With the unemployment rate reaching a 34-year high, many of those without a job are turning to higher education rather than the job market for their next career move.
With enrollment on the rise at two- and four-year colleges across the country, the question is: Are you considering pursuing an adult education? Here are seven reasons to send in your application today.
There is no better place to meet the future movers and shakers of your would-be career field than at college: from your professors to fellow students (especially grad students in professional schools like business and medicine) to university administrators. Of course, college classes can also be filled with slackers, so chose your networking connections carefully.
2) The Pursuit of Knowledge
It’s not called “higher” education for nothing. A college or advanced degree can open your mind to possibilities you never imagined. Do you thirst for knowledge? Then going back to school may just satisfy your craving for ideas, information and insights.
Let’s face it, not everyone pursuing higher education does it because they love the ivory tower lifestyle. For many, a college degree is a means to an end. Quite literally. A recent US News & World Report article cites Skidmore economist, Sandy Baum, who estimates that college graduates earn $20,000 a year more than those who hold only a high school diploma. Over a forty-year career, the total differential is about $800,000. The payoffs are even bigger for those who earn advanced degrees. While the average B.A. holder earns $51,000 a year, those with professional degrees (law degrees, medical degrees and PhDs) earn about $100,000 a year.
4) Job Stability
College graduates don’t just earn higher salaries, they also have more job stability — an especially attractive proposition given the current unemployment figures. According to Baum, the unemployment rate for college graduates was just 2.2 percent in 2007 — half that of those with only high school diplomas. Oh, and P.S. college grads are more likely to have jobs with benefits, like health insurance and retirement plans.
5) Self Respect
For some students, a college degree is nothing more than a piece of paper. But for others, it represents an accomplishment of immeasurable proportion. If you fit into the latter category, going back to school might be as much about self respect as it is about higher salaries.

▶ INFORMATION SHOWN
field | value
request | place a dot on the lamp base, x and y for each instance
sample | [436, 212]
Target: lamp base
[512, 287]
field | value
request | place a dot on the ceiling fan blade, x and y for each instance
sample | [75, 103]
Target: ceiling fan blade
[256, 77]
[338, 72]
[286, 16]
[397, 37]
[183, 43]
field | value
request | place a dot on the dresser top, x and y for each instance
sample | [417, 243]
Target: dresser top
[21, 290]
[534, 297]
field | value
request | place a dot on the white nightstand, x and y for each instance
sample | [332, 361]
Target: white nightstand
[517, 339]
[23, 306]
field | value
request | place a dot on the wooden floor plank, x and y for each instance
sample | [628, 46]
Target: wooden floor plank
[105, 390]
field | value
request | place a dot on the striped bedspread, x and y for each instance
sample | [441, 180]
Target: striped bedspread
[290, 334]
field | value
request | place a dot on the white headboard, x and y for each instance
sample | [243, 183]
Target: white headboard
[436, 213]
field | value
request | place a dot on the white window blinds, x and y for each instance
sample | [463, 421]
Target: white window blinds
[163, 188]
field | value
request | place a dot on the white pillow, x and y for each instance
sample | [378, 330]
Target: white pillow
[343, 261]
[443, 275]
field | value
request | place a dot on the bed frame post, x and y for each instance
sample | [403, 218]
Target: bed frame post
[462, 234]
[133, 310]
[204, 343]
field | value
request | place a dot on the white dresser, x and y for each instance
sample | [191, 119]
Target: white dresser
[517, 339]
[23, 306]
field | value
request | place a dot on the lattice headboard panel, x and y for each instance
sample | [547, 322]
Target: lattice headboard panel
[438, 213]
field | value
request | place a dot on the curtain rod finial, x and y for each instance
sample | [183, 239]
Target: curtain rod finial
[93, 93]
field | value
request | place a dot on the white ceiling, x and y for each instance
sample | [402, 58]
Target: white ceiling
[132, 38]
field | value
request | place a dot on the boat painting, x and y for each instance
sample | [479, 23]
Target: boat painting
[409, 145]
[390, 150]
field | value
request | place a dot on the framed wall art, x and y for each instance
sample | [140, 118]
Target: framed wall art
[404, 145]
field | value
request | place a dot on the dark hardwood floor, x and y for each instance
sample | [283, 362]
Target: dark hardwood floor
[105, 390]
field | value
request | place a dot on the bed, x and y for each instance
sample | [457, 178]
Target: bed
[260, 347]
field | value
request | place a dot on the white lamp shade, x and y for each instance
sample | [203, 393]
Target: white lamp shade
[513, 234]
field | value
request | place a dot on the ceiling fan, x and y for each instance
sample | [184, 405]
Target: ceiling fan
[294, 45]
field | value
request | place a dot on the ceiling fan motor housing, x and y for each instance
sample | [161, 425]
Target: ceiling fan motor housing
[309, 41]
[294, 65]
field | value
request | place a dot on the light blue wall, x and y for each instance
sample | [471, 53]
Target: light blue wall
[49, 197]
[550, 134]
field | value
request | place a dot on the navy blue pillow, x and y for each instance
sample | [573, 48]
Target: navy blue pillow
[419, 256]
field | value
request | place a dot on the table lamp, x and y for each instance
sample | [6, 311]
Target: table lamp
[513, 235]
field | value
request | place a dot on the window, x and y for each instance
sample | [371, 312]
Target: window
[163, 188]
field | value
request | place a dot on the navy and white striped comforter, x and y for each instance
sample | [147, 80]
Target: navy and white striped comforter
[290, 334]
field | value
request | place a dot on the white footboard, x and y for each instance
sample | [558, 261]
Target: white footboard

▶ DIRECTIONS FOR THIS TASK
Could you reproduce the full article on reasons to return to college, word for word? The records have no connection to the article on returning to college; they were drawn from a different source.

▶ ANSWER TO THIS TASK
With the unemployment rate reaching a 34-year high, many of those without a job are turning to higher education rather than the job market for their next career move.
With enrollment on the rise at two- and four-year colleges across the country, the question is: Are you considering pursuing an adult education? Here are seven reasons to send in your application today.
There is no better place to meet the future movers and shakers of your would-be career field than at college: from your professors to fellow students (especially grad students in professional schools like business and medicine) to university administrators. Of course, college classes can also be filled with slackers, so chose your networking connections carefully.
2) The Pursuit of Knowledge
It’s not called “higher” education for nothing. A college or advanced degree can open your mind to possibilities you never imagined. Do you thirst for knowledge? Then going back to school may just satisfy your craving for ideas, information and insights.
Let’s face it, not everyone pursuing higher education does it because they love the ivory tower lifestyle. For many, a college degree is a means to an end. Quite literally. A recent US News & World Report article cites Skidmore economist, Sandy Baum, who estimates that college graduates earn $20,000 a year more than those who hold only a high school diploma. Over a forty-year career, the total differential is about $800,000. The payoffs are even bigger for those who earn advanced degrees. While the average B.A. holder earns $51,000 a year, those with professional degrees (law degrees, medical degrees and PhDs) earn about $100,000 a year.
4) Job Stability
College graduates don’t just earn higher salaries, they also have more job stability — an especially attractive proposition given the current unemployment figures. According to Baum, the unemployment rate for college graduates was just 2.2 percent in 2007 — half that of those with only high school diplomas. Oh, and P.S. college grads are more likely to have jobs with benefits, like health insurance and retirement plans.
5) Self Respect
For some students, a college degree is nothing more than a piece of paper. But for others, it represents an accomplishment of immeasurable proportion. If you fit into the latter category, going back to school might be as much about self respect as it is about higher salaries.